[Dataset entries]

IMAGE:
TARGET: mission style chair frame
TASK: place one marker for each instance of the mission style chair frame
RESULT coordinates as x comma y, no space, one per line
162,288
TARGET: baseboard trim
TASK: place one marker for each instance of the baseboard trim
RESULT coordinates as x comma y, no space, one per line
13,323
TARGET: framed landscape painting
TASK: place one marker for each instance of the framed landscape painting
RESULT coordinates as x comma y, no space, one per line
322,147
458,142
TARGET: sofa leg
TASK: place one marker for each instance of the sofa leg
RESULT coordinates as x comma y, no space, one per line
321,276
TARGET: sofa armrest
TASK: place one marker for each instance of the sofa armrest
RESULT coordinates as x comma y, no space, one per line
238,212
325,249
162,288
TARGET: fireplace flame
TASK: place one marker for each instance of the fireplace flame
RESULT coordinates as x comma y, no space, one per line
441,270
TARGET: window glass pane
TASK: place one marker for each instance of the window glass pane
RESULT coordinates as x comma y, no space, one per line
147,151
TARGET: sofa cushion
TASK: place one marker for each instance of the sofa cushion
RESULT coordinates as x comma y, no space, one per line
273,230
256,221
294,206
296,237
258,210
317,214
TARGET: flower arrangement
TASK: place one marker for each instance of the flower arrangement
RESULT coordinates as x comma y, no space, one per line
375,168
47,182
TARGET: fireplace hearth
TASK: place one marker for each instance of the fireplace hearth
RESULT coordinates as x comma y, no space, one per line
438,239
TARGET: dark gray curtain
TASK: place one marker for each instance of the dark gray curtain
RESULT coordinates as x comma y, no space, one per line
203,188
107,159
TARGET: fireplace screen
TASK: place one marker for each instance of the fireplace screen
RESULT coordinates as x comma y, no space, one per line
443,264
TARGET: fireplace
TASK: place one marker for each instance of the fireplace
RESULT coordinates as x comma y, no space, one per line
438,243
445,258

REQUIRED ACTION:
Where a line above contains the string "framed", copy that line.

ANSWER AREA:
TARGET: framed landscape painting
TASK: place one marker for each instance of the framed landscape painting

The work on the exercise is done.